Region pointing data
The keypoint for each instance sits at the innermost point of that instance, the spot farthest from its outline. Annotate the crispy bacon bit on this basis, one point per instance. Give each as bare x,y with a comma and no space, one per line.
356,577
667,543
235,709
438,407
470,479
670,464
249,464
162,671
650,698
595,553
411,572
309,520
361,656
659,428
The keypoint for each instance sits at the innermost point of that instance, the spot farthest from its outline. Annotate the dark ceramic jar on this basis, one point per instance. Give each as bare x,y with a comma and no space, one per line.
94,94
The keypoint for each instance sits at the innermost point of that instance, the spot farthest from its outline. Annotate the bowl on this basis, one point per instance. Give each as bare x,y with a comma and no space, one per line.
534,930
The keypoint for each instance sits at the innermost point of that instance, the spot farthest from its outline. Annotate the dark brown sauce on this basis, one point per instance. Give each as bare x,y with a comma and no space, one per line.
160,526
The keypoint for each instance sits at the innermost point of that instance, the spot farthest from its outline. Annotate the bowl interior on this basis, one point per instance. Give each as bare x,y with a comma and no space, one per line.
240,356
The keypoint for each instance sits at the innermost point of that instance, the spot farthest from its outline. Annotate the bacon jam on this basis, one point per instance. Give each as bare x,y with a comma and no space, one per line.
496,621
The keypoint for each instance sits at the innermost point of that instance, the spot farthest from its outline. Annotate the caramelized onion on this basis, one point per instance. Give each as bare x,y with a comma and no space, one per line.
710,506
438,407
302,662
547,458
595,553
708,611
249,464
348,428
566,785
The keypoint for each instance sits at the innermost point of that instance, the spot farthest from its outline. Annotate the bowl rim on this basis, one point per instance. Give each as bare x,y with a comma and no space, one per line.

EXERCISE PROMPT: From the line that contains "the bowl on" down to the last line above, print each line exactly as it appears.

TASK SOLUTION:
The keypoint for each instance sits at the innermost point of that instance, the spot farthest from its outline. Annotate the bowl on this basis, one point per instance. Give each as bare x,y with a comma and no space, one per line.
534,930
The keypoint for each instance sits at the innermost point of that instance, the spot farthest from its outline. Annotate the dark brown sauce on this basis, one point per instance. Give each as bare x,y with a comma and no space, one per line.
160,526
The keypoint for each instance sits at the innermost point of that instance, the spot farthest from its outline. Annotate the bowl interior on this basis, one point per instance. Give each as bare x,y with a comma and no space, one per line.
240,356
The keypoint for each instance sits at the innermost point of that instance, the spot farthest from its outline. Annotate the bacon jam on this basis, one point per instance. Give each as bare x,y with a comma and no space, one per line.
496,621
The keypoint for each instance sits at the innermost point of that instance, the spot farthest from its outline. Annotate the caramelized onion on this basis, one point per instance. Give each as bare x,y with a comma and no space, one per line.
710,506
438,407
302,662
547,458
595,553
708,611
249,464
348,428
566,785
The keypoint for each instance sits at the innermost point of that instance, the spot farthest from its outline. Annotate the bowl rim on this basis, one point per instance. Give each as bare x,y with a comma and no space, one per line.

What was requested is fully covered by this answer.